Given instruction ->
Please count the lines in the records below that contain the string "black" and report only that number.

Provided information ->
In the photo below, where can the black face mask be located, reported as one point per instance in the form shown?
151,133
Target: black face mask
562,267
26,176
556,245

==

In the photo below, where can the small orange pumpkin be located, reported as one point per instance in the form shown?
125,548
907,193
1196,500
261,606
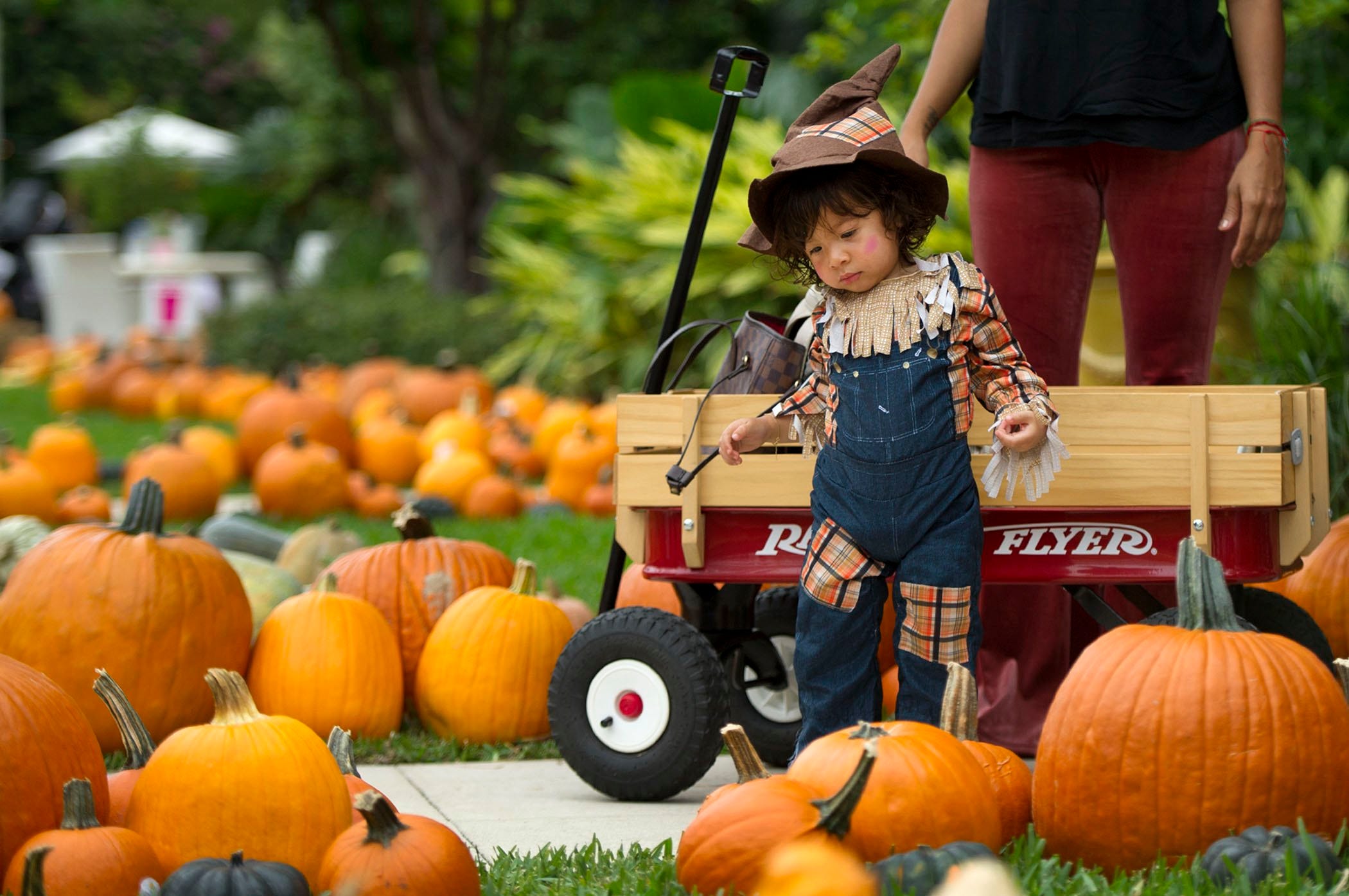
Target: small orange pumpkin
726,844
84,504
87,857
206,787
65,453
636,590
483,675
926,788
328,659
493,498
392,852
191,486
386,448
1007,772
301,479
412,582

==

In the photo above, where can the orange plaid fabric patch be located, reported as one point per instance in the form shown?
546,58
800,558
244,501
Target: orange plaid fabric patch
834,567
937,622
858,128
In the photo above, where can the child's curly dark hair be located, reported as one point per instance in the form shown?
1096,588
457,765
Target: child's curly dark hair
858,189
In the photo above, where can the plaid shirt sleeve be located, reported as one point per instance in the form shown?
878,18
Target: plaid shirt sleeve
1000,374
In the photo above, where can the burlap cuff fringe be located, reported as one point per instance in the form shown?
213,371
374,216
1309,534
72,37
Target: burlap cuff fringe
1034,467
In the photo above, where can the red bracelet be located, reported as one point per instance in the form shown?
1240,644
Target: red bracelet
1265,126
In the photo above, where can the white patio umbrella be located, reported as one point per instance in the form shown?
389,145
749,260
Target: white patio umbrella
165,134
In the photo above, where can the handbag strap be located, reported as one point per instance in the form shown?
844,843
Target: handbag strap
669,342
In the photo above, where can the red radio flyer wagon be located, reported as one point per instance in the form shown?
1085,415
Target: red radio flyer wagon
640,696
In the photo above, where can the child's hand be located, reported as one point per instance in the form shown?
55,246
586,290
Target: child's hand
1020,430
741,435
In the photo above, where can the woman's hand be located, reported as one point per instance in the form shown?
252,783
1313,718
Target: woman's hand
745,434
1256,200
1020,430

Solved problem ->
2